- EXERCISE DATA:
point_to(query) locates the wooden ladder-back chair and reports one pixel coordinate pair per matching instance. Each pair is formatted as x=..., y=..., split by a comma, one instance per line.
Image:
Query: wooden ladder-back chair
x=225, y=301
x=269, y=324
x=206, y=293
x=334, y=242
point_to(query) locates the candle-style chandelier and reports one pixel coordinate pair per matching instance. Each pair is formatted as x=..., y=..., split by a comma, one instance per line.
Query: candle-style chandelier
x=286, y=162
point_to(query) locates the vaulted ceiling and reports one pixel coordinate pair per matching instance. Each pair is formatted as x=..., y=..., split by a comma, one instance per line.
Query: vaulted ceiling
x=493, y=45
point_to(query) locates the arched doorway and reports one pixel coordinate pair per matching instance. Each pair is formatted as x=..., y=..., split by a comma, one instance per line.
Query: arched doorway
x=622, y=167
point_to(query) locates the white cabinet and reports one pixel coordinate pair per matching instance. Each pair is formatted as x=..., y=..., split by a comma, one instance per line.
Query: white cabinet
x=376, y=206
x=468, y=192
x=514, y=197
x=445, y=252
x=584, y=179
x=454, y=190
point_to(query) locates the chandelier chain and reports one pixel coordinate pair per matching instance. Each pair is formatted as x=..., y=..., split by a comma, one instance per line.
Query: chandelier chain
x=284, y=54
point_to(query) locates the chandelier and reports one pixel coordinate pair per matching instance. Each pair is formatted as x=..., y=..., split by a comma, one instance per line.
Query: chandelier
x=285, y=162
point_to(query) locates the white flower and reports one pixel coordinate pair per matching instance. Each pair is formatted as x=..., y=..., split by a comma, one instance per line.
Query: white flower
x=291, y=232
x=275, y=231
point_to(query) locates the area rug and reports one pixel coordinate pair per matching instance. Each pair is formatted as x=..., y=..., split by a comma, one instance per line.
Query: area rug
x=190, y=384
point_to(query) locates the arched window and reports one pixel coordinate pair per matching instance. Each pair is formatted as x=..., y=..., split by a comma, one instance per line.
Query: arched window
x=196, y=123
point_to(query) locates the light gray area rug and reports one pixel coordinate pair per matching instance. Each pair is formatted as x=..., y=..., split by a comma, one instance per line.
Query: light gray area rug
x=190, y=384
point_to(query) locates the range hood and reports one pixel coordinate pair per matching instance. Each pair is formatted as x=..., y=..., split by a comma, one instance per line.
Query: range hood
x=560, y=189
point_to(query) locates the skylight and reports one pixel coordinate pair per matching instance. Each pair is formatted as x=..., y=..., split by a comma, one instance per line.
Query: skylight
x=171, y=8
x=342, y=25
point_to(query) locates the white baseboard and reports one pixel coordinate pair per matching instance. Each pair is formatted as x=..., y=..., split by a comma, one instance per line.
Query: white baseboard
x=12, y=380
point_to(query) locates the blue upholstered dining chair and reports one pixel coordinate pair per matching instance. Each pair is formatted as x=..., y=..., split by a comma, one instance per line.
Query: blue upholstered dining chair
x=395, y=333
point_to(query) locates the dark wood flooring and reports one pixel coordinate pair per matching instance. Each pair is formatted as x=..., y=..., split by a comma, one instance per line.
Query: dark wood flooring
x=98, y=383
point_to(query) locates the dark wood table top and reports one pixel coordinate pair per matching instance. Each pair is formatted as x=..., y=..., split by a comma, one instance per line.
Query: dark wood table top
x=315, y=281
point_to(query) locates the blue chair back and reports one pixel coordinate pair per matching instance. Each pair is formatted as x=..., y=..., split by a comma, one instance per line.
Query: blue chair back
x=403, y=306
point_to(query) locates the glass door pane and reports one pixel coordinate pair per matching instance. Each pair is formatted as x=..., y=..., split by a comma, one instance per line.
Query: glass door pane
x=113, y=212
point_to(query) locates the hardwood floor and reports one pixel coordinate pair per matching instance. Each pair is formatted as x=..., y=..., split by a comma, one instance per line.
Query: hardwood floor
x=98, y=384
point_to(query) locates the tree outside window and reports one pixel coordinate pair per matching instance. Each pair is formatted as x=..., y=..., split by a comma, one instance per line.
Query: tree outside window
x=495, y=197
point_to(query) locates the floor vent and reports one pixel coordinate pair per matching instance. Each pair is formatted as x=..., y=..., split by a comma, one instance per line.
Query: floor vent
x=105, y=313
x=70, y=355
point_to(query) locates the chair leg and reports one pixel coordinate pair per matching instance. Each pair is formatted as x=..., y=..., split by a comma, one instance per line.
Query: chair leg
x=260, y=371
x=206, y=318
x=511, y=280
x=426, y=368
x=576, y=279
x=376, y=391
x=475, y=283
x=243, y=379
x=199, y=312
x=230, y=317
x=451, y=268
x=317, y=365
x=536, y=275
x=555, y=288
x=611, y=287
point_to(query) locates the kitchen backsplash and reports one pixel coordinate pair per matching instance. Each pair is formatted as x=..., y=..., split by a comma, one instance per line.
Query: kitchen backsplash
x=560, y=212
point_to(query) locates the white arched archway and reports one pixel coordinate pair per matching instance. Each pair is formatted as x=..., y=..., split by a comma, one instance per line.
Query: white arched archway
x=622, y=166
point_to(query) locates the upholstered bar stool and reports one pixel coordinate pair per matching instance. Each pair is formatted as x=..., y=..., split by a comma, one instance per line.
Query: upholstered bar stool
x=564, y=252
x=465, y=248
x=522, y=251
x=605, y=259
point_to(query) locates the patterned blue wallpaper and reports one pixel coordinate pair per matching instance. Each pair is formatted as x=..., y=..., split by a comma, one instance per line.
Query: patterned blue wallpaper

- SHORT TASK:
Render the records from the line with "point_to(query) locates the white flower" through the line with "x=275, y=231" as a two-column CSV with the header row instruction,points. Use one row per record, holding its text and its answer, with each field quoted and line breaks replaced by spaces.

- WORKED SOLUTION:
instruction,points
"point_to(query) locates the white flower and reports one pixel coordinate pair per matching instance. Each pair is formatted as x=..., y=..., split by a comma, one instance per line. Query: white flower","x=291, y=232 x=275, y=231"